Stored records
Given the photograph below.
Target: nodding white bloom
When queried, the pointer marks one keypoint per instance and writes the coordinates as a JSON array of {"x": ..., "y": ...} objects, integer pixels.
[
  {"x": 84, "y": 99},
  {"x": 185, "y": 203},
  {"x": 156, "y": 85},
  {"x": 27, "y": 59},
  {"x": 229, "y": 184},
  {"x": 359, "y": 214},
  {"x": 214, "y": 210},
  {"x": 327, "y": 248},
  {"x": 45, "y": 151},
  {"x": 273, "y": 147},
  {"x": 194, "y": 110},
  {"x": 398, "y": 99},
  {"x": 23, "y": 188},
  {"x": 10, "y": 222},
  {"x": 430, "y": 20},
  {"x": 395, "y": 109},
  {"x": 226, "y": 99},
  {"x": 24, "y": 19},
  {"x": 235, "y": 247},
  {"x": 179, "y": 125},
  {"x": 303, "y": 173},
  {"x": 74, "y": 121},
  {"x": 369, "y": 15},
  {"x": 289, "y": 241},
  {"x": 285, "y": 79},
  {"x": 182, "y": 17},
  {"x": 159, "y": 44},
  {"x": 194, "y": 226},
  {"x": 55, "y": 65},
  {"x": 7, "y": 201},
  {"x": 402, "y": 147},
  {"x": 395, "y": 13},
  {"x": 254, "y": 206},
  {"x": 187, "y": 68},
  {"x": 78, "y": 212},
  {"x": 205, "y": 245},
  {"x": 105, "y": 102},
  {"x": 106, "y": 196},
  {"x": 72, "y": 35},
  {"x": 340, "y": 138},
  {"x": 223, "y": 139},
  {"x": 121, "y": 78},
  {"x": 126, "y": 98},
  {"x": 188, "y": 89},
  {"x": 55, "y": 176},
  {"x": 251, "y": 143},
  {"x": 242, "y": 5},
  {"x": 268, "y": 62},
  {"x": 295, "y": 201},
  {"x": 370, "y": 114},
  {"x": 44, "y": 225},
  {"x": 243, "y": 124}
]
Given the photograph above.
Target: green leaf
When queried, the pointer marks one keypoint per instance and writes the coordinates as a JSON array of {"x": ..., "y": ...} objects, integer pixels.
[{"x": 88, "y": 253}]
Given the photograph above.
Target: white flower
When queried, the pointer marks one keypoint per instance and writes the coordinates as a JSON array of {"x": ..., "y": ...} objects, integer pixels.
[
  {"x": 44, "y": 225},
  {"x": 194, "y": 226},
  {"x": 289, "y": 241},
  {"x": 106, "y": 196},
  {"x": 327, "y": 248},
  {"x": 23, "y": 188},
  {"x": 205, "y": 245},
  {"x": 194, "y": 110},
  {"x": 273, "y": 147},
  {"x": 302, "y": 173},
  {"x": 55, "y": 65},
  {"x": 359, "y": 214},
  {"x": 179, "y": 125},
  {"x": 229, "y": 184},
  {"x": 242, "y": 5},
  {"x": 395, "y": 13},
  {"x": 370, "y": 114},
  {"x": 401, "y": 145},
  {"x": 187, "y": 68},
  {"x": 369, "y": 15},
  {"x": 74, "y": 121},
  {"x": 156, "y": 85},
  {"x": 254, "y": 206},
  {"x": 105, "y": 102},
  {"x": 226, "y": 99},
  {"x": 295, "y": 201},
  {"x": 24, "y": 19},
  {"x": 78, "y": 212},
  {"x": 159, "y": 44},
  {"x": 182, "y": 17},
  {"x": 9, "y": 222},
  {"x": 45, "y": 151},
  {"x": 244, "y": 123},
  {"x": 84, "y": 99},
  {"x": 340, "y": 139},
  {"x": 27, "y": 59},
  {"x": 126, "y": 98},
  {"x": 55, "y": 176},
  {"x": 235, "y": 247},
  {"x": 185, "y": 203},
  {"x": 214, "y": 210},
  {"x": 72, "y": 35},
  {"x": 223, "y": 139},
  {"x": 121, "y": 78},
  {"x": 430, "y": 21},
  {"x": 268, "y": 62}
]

Written task
Output all of the material exactly as written.

Task response
Given the photograph below.
Target: nodding white bloom
When queried, the pointer marks one keypoint per instance and writes the coordinates as a JSON array of {"x": ..., "y": ...} objects, integer pixels.
[
  {"x": 84, "y": 99},
  {"x": 185, "y": 203},
  {"x": 156, "y": 85},
  {"x": 27, "y": 59},
  {"x": 229, "y": 184},
  {"x": 359, "y": 214},
  {"x": 214, "y": 210},
  {"x": 327, "y": 248},
  {"x": 45, "y": 151},
  {"x": 273, "y": 147},
  {"x": 194, "y": 110},
  {"x": 398, "y": 99},
  {"x": 23, "y": 188},
  {"x": 10, "y": 222},
  {"x": 430, "y": 20},
  {"x": 395, "y": 109},
  {"x": 226, "y": 99},
  {"x": 24, "y": 19},
  {"x": 235, "y": 247},
  {"x": 179, "y": 125},
  {"x": 303, "y": 173},
  {"x": 74, "y": 121},
  {"x": 369, "y": 15},
  {"x": 289, "y": 241},
  {"x": 285, "y": 79},
  {"x": 182, "y": 17},
  {"x": 159, "y": 44},
  {"x": 194, "y": 226},
  {"x": 55, "y": 65},
  {"x": 7, "y": 201},
  {"x": 402, "y": 147},
  {"x": 395, "y": 13},
  {"x": 254, "y": 206},
  {"x": 187, "y": 68},
  {"x": 78, "y": 212},
  {"x": 205, "y": 245},
  {"x": 105, "y": 102},
  {"x": 106, "y": 196},
  {"x": 72, "y": 35},
  {"x": 340, "y": 138},
  {"x": 223, "y": 139},
  {"x": 121, "y": 78},
  {"x": 126, "y": 98},
  {"x": 188, "y": 89},
  {"x": 55, "y": 176},
  {"x": 251, "y": 143},
  {"x": 242, "y": 5},
  {"x": 268, "y": 62},
  {"x": 295, "y": 201},
  {"x": 370, "y": 114},
  {"x": 44, "y": 225},
  {"x": 243, "y": 124}
]
Given the photograph above.
Target: green leaf
When queried, the pointer marks one keypoint per instance and writes the coordinates as a JSON array of {"x": ..., "y": ...} objects, integer pixels.
[{"x": 88, "y": 253}]
Given the photograph above.
Target: white flower
When queried, the pointer marks one keypoint per instance and writes the coordinates as a JSON array of {"x": ..., "y": ...} objects, integer pixels.
[
  {"x": 44, "y": 225},
  {"x": 194, "y": 226},
  {"x": 289, "y": 241},
  {"x": 106, "y": 196},
  {"x": 327, "y": 248},
  {"x": 23, "y": 188},
  {"x": 205, "y": 245},
  {"x": 194, "y": 110},
  {"x": 273, "y": 147},
  {"x": 302, "y": 173},
  {"x": 55, "y": 65},
  {"x": 359, "y": 214},
  {"x": 179, "y": 125},
  {"x": 229, "y": 184},
  {"x": 242, "y": 5},
  {"x": 395, "y": 13},
  {"x": 370, "y": 114},
  {"x": 401, "y": 145},
  {"x": 187, "y": 68},
  {"x": 369, "y": 15},
  {"x": 74, "y": 121},
  {"x": 156, "y": 85},
  {"x": 254, "y": 206},
  {"x": 105, "y": 102},
  {"x": 226, "y": 99},
  {"x": 295, "y": 201},
  {"x": 24, "y": 19},
  {"x": 78, "y": 212},
  {"x": 159, "y": 44},
  {"x": 182, "y": 17},
  {"x": 9, "y": 222},
  {"x": 45, "y": 151},
  {"x": 244, "y": 123},
  {"x": 84, "y": 99},
  {"x": 340, "y": 139},
  {"x": 27, "y": 59},
  {"x": 126, "y": 98},
  {"x": 55, "y": 176},
  {"x": 235, "y": 247},
  {"x": 185, "y": 203},
  {"x": 214, "y": 210},
  {"x": 72, "y": 35},
  {"x": 223, "y": 139},
  {"x": 121, "y": 78},
  {"x": 430, "y": 21},
  {"x": 268, "y": 62}
]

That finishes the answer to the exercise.